Below is some data; print it all back exactly.

Items from a dataset:
· · · · · · ·

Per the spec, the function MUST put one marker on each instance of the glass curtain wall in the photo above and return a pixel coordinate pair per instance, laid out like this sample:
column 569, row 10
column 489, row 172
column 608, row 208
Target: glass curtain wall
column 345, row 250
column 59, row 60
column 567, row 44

· · · · · · ·

### Exercise result
Per the spec, the function MUST put one marker on each instance of the glass curtain wall in the photo above and return a pixel coordinate pair per instance, laid out like this sample:
column 569, row 10
column 489, row 172
column 608, row 208
Target: glass curtain wall
column 345, row 250
column 59, row 60
column 567, row 44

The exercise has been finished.